→ What the exercise asks
Please render the rows from the line containing "the dry grass" through the last line of the rows as a Markdown table with the columns Number and Line, numbering each line in order and skipping blank lines.

→ Listed entries
__________________________________________________

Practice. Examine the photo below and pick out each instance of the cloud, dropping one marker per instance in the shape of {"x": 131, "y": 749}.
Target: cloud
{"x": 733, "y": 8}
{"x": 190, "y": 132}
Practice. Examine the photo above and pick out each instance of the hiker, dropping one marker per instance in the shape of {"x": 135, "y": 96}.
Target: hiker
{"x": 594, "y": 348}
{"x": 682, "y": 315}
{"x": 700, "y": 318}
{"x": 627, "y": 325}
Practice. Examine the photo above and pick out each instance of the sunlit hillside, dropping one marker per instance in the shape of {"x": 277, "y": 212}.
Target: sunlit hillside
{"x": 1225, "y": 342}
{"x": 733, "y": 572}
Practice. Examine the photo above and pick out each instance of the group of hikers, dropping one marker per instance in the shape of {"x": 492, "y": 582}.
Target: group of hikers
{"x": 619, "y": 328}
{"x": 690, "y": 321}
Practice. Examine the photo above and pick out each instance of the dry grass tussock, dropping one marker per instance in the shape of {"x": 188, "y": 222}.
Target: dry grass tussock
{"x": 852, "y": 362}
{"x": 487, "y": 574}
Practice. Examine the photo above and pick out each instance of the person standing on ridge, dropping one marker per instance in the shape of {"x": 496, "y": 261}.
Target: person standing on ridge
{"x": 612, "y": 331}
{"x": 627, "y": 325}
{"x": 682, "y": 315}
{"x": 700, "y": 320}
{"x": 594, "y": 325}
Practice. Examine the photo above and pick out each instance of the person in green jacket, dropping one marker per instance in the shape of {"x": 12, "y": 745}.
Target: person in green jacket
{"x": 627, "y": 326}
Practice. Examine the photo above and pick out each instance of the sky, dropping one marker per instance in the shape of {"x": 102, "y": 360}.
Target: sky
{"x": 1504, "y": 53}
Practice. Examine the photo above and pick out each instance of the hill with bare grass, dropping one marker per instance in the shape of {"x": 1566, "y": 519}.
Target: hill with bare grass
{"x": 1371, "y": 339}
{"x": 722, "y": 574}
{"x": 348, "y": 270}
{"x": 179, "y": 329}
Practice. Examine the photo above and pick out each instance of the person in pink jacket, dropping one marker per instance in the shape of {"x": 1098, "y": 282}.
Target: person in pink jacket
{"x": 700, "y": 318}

__________________________________________________

→ Exercise result
| Number | Line |
|---|---|
| 1 | Practice. Examine the photo above and pick out each instance of the dry grass tussock, dropping one marker per instance in the shape of {"x": 188, "y": 222}. |
| 2 | Target: dry grass tussock |
| 3 | {"x": 852, "y": 362} |
| 4 | {"x": 487, "y": 574} |
| 5 | Practice. Examine the photo above and pick out each instance of the person standing on ridge, dropping one marker per instance in the shape of {"x": 496, "y": 261}. |
| 6 | Target: person standing on ridge |
| 7 | {"x": 612, "y": 331} |
| 8 | {"x": 627, "y": 325} |
| 9 | {"x": 682, "y": 315} |
| 10 | {"x": 700, "y": 320} |
| 11 | {"x": 594, "y": 325} |
| 12 | Practice. Examine the photo above and pick out each instance of the person in green jacket, dropping one marker per instance in the shape of {"x": 12, "y": 745}. |
| 13 | Target: person in green jacket |
| 14 | {"x": 627, "y": 326} |
| 15 | Practice. Examine the photo above and pick out each instance of the sky, dropping one marker per instance in the shape of {"x": 102, "y": 360}. |
| 16 | Target: sky |
| 17 | {"x": 1504, "y": 53} |
| 18 | Practice. Examine the photo above and pick out each instance of the hill with bare grass, dropping one marker per instance in the shape of {"x": 1566, "y": 519}. |
| 19 | Target: hill with bare grass |
| 20 | {"x": 1371, "y": 339} |
| 21 | {"x": 722, "y": 574} |
| 22 | {"x": 348, "y": 270} |
| 23 | {"x": 179, "y": 329} |
| 24 | Practice. Examine the photo above and pick out each instance of the person in pink jacket, dropping one marker per instance in the shape of {"x": 1098, "y": 282}. |
| 25 | Target: person in pink jacket |
| 26 | {"x": 700, "y": 318} |